DIRECTIONS FOR THIS TASK:
Check each line of the material below for "instance" and copy those where it appears.

TASK INPUT:
——
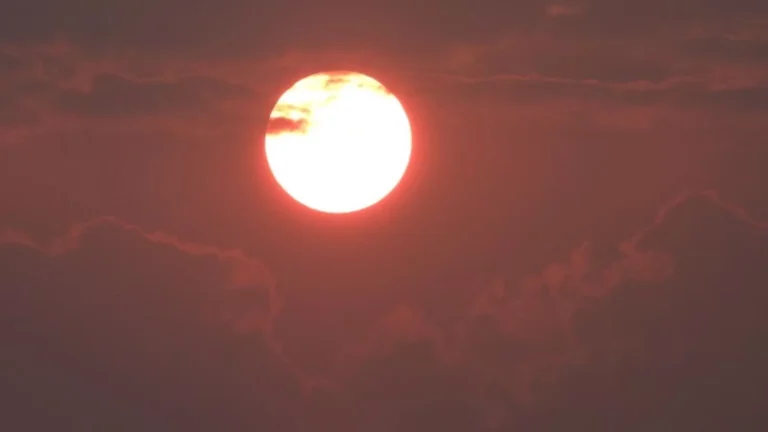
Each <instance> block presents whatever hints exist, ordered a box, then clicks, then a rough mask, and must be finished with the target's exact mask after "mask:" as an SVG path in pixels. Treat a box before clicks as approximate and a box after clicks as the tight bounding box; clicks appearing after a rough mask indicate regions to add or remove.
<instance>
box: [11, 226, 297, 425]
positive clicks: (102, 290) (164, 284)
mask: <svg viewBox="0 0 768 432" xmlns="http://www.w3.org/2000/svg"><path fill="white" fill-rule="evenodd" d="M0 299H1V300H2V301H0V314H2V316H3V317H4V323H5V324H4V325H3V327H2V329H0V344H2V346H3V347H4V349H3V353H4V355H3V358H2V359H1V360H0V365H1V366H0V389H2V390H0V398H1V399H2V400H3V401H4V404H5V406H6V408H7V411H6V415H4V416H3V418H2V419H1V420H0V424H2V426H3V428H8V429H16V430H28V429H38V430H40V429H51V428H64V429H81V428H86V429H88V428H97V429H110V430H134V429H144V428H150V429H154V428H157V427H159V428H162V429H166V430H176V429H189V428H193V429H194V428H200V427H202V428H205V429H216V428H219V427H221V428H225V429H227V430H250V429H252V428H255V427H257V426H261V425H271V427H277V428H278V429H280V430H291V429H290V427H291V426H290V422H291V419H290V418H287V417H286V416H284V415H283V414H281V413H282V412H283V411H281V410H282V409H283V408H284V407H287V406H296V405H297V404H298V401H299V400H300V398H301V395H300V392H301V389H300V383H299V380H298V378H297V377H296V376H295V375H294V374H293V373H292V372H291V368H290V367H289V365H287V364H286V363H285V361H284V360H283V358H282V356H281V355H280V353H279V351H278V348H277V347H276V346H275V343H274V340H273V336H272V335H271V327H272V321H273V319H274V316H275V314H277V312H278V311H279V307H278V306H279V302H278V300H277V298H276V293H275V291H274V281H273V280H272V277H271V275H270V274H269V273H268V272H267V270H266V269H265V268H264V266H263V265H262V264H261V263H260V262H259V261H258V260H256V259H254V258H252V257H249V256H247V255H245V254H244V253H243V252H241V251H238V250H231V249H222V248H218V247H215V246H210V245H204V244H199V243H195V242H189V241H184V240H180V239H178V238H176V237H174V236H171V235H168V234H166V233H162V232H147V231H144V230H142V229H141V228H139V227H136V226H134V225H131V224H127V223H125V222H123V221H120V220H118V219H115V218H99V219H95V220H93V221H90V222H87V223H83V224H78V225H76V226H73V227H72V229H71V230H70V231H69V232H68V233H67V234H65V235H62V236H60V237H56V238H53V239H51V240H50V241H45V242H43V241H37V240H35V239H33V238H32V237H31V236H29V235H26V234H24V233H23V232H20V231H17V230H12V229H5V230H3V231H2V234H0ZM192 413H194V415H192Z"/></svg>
——
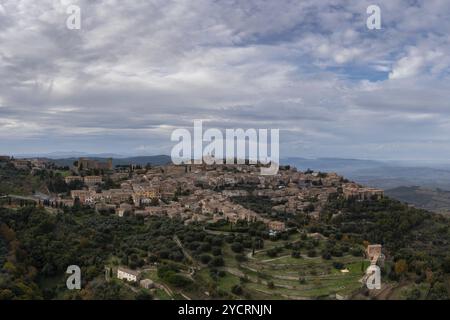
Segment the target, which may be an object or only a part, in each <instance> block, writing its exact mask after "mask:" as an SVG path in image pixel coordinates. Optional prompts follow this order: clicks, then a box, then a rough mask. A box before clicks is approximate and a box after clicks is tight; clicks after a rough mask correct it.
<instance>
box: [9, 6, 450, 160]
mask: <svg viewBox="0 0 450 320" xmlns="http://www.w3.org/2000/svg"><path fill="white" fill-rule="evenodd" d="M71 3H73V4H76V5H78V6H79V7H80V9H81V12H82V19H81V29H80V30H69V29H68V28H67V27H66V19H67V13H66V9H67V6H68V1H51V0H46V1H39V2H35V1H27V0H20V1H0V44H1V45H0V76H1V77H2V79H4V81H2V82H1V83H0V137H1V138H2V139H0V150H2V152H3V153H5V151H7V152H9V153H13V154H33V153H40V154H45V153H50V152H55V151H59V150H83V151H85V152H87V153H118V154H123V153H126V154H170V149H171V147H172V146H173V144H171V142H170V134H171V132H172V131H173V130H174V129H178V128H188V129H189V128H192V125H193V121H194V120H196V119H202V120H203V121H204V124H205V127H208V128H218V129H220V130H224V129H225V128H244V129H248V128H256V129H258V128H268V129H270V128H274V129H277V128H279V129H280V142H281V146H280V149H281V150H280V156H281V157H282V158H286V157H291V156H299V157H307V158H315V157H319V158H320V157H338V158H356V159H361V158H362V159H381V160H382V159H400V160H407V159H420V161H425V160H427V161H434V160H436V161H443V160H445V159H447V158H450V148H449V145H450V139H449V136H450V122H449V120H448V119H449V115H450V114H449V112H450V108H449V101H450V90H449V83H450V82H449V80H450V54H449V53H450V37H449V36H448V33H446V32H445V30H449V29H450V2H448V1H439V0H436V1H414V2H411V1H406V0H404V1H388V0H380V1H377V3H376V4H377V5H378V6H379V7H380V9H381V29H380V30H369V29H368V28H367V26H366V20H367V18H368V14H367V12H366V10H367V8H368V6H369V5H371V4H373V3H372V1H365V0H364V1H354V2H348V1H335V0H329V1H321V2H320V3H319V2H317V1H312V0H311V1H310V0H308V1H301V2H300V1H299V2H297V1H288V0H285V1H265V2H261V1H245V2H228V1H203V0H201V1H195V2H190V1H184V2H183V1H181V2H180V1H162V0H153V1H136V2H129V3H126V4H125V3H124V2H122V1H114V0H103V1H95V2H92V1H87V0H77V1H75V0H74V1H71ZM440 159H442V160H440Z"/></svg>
——
OUTPUT FOR THIS EXERCISE:
Each <instance> block presents whatever hints exist, ordered a box, then clicks, then a rough mask, and must be finished with the target's exact mask after "mask:" as an SVG path in pixels. Treat a box before clicks as approximate and a box after clicks as the tight bounding box; clicks appearing after a rough mask indicate regions to add or remove.
<instance>
Segment the target, which may be an object or only a part, in each <instance> block, writing its exact mask after "mask:" as an SVG path in image pixel coordinates. Optional prompts follow this order: clicks, then a box, then a rough mask. A box before clicks is approximate and a box after clicks is tight; clicks after a rough mask correct it.
<instance>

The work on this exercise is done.